■ What you are asked to do ■
Say how many lines in the following entries include "dark", and add nothing else.

■ Entries shown ■
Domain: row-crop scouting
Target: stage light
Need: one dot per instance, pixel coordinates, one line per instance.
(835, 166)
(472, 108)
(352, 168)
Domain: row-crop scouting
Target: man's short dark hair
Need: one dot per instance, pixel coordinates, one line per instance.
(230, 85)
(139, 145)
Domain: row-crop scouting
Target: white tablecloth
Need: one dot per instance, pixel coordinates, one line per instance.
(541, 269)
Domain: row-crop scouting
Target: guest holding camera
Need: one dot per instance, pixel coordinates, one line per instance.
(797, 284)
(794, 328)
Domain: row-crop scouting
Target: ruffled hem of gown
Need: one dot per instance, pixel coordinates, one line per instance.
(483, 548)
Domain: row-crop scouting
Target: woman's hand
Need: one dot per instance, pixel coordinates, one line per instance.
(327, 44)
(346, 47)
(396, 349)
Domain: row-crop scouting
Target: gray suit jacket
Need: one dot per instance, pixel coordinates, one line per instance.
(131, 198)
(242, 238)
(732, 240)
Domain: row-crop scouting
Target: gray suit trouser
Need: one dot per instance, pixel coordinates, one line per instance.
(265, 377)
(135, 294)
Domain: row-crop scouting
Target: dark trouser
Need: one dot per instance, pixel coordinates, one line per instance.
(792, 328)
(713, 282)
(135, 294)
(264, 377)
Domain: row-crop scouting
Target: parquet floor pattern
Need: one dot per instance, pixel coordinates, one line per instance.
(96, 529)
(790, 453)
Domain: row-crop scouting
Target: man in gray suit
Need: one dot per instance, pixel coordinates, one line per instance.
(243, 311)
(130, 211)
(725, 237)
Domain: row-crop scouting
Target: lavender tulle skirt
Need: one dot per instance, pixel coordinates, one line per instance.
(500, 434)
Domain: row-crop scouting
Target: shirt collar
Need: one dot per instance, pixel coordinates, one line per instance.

■ Solution ■
2